* begin EXERCISE INPUTS *
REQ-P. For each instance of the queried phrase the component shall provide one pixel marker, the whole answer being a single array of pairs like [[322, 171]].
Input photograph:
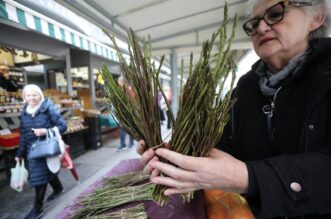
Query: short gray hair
[[322, 31]]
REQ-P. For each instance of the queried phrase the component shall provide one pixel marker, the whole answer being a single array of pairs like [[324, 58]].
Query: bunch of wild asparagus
[[138, 112], [116, 191], [203, 109]]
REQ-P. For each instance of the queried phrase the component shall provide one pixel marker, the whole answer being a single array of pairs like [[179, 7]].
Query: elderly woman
[[38, 115], [279, 136]]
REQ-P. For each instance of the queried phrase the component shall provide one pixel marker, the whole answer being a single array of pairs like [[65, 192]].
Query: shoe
[[34, 214], [54, 195], [121, 148]]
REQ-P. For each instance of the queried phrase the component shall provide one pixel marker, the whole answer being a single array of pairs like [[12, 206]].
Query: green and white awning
[[31, 19]]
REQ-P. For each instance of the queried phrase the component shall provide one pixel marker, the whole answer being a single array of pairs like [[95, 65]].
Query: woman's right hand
[[146, 158]]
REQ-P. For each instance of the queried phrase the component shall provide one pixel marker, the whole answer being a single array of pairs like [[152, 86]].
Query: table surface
[[175, 209]]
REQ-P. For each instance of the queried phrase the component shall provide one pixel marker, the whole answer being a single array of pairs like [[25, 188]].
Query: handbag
[[19, 176], [48, 147]]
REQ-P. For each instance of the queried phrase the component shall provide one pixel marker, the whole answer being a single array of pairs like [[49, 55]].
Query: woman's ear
[[318, 18]]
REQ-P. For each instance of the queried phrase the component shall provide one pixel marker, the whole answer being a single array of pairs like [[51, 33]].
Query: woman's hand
[[218, 171], [39, 132]]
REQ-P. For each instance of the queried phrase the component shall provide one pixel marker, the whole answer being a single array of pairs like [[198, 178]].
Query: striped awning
[[31, 19]]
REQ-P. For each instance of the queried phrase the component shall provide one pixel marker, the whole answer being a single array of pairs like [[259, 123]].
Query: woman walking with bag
[[38, 115]]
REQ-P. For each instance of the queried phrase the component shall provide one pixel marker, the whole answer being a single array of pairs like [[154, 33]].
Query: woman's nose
[[263, 27]]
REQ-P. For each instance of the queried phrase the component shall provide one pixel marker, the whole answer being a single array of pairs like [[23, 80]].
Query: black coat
[[47, 116], [300, 150]]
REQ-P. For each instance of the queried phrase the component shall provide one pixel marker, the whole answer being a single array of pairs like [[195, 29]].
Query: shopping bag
[[54, 162], [45, 148], [19, 176], [66, 160]]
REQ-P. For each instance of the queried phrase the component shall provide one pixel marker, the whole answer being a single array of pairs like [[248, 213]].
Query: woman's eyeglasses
[[273, 15]]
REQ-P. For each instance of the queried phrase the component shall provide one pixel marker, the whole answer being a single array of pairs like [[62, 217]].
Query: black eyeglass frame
[[283, 4]]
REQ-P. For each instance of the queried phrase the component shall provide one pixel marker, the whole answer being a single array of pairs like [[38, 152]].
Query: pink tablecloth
[[175, 209]]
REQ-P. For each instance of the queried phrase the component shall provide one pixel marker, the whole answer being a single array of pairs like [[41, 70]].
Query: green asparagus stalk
[[203, 111], [136, 212], [104, 201]]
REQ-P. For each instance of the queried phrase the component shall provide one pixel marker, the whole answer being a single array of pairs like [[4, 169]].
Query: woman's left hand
[[39, 132], [218, 171]]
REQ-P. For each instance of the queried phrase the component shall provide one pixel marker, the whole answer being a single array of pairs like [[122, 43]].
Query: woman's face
[[32, 98], [278, 43]]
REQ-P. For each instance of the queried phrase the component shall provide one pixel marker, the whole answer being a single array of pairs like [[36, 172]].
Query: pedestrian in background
[[38, 115]]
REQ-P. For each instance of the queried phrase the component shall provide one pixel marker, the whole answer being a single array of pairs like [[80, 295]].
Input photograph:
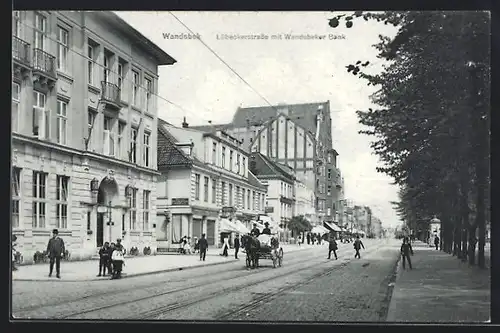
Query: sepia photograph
[[251, 166]]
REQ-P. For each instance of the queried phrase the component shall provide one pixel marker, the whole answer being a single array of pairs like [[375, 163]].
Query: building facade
[[84, 121], [206, 186], [280, 201], [297, 135]]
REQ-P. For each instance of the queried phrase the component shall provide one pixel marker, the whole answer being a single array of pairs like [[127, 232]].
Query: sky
[[202, 88]]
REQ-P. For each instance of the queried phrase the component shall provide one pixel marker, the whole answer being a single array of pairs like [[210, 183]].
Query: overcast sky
[[282, 71]]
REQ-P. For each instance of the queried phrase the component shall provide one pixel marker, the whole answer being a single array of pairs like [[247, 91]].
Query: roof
[[161, 56], [169, 155], [264, 166], [303, 114]]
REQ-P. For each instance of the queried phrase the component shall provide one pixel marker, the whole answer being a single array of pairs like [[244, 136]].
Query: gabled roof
[[169, 155], [302, 114]]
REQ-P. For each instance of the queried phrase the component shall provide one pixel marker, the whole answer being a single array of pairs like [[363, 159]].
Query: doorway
[[100, 229]]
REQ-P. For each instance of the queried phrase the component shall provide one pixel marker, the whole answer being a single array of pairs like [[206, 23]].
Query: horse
[[252, 246]]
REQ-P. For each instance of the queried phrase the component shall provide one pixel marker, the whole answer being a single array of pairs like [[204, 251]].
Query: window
[[133, 145], [40, 31], [39, 199], [107, 66], [41, 116], [205, 190], [214, 190], [196, 186], [237, 201], [149, 92], [146, 154], [109, 137], [230, 160], [133, 209], [62, 121], [214, 153], [62, 49], [145, 209], [242, 198], [62, 202], [16, 196], [135, 88], [223, 164], [121, 129], [91, 61], [16, 24], [91, 119], [121, 75], [16, 100], [223, 191], [249, 206]]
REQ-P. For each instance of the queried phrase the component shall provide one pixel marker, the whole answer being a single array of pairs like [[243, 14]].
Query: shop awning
[[227, 226], [241, 227], [332, 226]]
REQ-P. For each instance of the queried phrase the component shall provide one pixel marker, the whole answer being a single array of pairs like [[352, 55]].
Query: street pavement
[[440, 288], [308, 287], [134, 266]]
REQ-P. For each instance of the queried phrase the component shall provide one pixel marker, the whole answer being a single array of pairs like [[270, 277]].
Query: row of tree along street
[[431, 127]]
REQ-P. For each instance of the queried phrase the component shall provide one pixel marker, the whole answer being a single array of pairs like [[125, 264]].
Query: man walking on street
[[236, 246], [405, 252], [332, 247], [203, 244], [358, 244], [55, 251], [436, 242]]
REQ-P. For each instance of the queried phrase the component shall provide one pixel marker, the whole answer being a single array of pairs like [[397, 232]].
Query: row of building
[[91, 158]]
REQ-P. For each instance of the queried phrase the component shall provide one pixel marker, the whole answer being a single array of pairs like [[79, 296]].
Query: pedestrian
[[225, 247], [203, 245], [236, 246], [104, 258], [406, 249], [55, 251], [358, 244], [118, 260], [332, 247], [436, 242]]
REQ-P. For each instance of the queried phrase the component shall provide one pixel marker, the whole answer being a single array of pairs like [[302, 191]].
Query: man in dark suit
[[203, 243], [236, 246], [55, 251]]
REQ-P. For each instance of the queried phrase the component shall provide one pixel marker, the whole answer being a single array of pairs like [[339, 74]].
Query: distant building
[[84, 117], [297, 135], [206, 186]]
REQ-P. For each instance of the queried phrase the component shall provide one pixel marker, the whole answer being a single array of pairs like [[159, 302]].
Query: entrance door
[[211, 232], [100, 229]]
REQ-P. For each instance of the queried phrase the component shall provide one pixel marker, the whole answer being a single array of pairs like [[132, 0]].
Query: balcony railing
[[20, 50], [111, 93], [44, 62]]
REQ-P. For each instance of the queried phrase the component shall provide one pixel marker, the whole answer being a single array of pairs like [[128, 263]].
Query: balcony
[[21, 52], [111, 95], [44, 67]]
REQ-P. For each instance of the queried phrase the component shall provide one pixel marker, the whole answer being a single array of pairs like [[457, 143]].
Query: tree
[[431, 128]]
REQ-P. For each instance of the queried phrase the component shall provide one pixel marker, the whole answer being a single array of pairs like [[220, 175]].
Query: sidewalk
[[440, 288], [135, 266]]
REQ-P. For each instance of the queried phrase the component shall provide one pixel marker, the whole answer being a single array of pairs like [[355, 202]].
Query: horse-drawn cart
[[256, 250]]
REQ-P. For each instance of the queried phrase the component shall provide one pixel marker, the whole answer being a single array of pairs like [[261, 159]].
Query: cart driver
[[266, 230], [255, 231]]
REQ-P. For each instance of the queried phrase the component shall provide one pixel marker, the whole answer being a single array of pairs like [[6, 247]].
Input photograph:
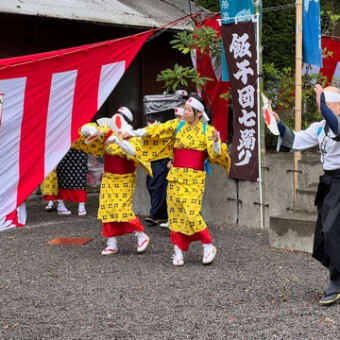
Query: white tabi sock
[[141, 236]]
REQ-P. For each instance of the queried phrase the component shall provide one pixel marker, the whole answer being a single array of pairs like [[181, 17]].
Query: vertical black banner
[[240, 49]]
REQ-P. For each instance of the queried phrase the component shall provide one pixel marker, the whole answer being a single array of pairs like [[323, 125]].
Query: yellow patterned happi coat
[[49, 186], [186, 186], [116, 191]]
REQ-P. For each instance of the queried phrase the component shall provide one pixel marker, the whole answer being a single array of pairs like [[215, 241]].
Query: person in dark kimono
[[67, 183], [326, 134]]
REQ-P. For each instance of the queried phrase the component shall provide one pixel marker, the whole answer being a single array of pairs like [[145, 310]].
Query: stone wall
[[230, 201]]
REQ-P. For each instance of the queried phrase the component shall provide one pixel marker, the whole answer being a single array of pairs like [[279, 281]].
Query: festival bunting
[[46, 98]]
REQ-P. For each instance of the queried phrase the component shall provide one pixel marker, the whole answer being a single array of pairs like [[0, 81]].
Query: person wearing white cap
[[119, 181], [325, 134], [194, 142], [126, 113], [182, 93]]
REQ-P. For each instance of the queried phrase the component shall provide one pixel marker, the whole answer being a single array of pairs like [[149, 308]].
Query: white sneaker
[[62, 210], [177, 258], [111, 248], [81, 210], [209, 253], [143, 244]]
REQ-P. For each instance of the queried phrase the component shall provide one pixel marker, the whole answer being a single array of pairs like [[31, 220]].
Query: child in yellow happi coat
[[194, 143], [118, 182]]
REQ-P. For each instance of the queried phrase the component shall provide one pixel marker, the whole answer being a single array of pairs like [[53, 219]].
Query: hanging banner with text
[[240, 47]]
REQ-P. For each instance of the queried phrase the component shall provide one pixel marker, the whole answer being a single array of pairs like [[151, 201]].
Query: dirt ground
[[251, 291]]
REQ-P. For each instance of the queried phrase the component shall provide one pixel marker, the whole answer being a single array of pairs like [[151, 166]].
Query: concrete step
[[305, 197], [311, 169], [294, 231]]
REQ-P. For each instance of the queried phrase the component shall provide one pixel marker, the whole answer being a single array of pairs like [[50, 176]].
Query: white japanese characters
[[240, 49]]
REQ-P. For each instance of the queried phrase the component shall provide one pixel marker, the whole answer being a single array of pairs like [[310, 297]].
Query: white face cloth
[[126, 112], [193, 102], [332, 97], [179, 111]]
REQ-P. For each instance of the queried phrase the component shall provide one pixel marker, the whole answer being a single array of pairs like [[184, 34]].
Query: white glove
[[88, 130], [112, 139], [127, 147], [137, 133]]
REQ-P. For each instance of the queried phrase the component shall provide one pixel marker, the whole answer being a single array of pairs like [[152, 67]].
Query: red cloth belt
[[118, 165], [187, 158]]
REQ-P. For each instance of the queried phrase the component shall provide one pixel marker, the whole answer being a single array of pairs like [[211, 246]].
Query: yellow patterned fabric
[[155, 148], [49, 186], [116, 197], [223, 159], [116, 191], [186, 186]]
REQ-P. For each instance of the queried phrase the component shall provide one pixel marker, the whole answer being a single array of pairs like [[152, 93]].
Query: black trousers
[[326, 247], [156, 186]]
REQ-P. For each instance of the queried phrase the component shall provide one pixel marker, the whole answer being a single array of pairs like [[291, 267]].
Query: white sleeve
[[126, 147], [308, 138], [137, 133], [88, 130]]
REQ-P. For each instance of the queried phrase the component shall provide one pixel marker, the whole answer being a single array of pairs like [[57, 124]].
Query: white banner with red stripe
[[45, 98]]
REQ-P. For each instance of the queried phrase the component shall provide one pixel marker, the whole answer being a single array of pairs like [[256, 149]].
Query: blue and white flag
[[243, 11], [311, 33]]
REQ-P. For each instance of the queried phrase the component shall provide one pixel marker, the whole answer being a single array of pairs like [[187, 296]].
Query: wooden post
[[298, 85]]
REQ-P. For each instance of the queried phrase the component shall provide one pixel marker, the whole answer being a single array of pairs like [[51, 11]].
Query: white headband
[[179, 111], [198, 106], [126, 112], [332, 97]]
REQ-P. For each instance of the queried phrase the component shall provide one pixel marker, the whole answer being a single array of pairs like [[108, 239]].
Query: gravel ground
[[251, 291]]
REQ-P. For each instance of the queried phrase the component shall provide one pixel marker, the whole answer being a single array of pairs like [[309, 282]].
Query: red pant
[[112, 229], [183, 241]]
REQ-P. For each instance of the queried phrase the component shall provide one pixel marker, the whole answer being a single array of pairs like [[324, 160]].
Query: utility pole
[[298, 85]]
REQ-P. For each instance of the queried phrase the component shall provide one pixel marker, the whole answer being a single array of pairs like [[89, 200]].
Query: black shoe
[[330, 298], [331, 294]]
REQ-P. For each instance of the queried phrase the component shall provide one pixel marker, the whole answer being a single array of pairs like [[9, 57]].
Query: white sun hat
[[182, 93], [179, 111], [126, 113], [196, 104]]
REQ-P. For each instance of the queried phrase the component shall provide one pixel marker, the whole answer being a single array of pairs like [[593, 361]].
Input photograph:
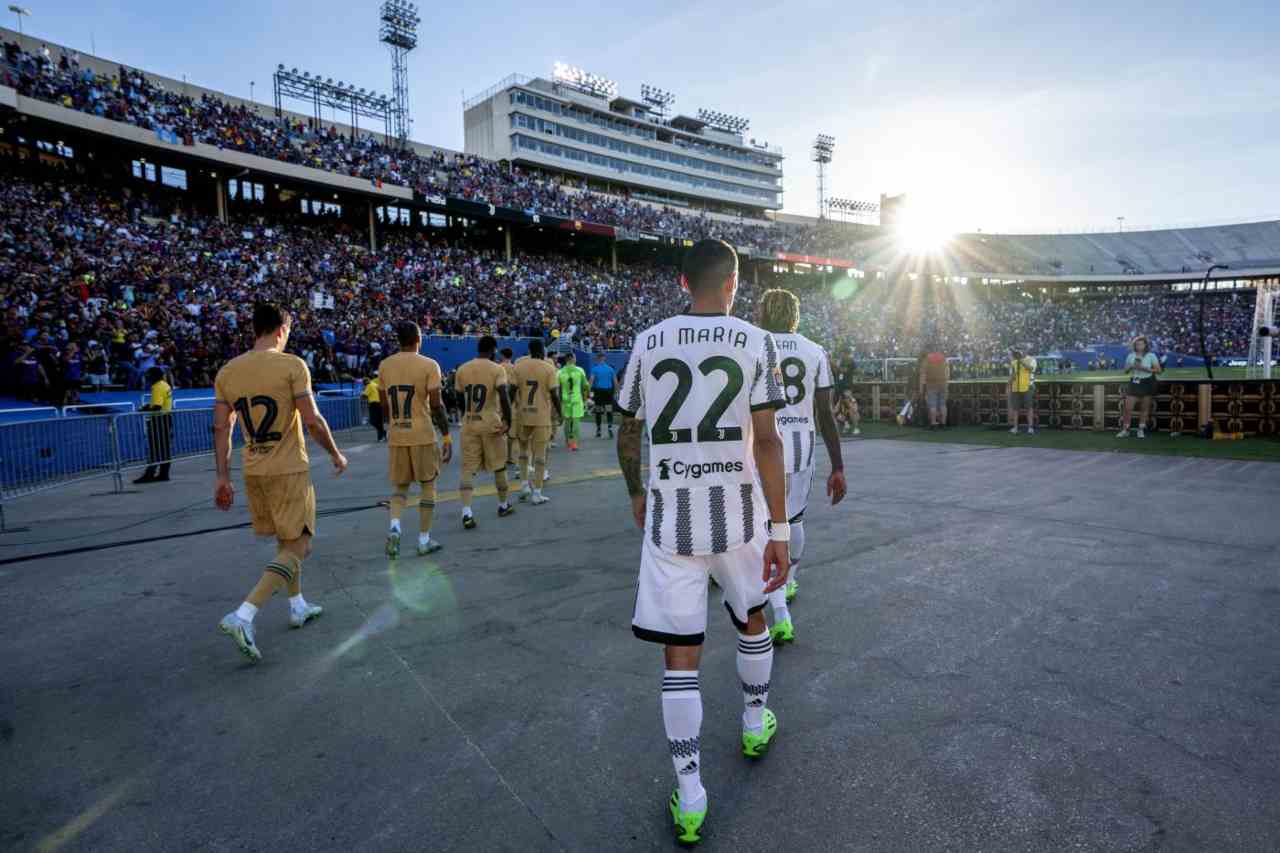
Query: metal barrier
[[32, 413], [184, 402], [42, 454], [95, 409], [45, 454]]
* end EXERCISE INPUTS *
● TASK INSTRUCTIONS:
Rewrite every line from the one containing "like [[9, 57]]." through the end of the data, leaving the pictures out. Keep all text unchanged except the point coordinates in the answers, which should be multiplied by 0.9 and rounded to whole numbers, with halves rounded up.

● TASK OUTPUT:
REQ-P. For each instance of the queried phrase the component shall provide one pixel marker, the whole answer being a single array of pairs like [[9, 57]].
Query: white sun hat
[[164, 84], [161, 100], [113, 102], [176, 94]]
REQ-P. For each instance of the queried phrase the component shall provide one pixel marker, the whole answer being a single array of pairs like [[593, 361]].
Input photograph:
Query: metal barrier
[[29, 372], [166, 362], [38, 409], [86, 368], [41, 409]]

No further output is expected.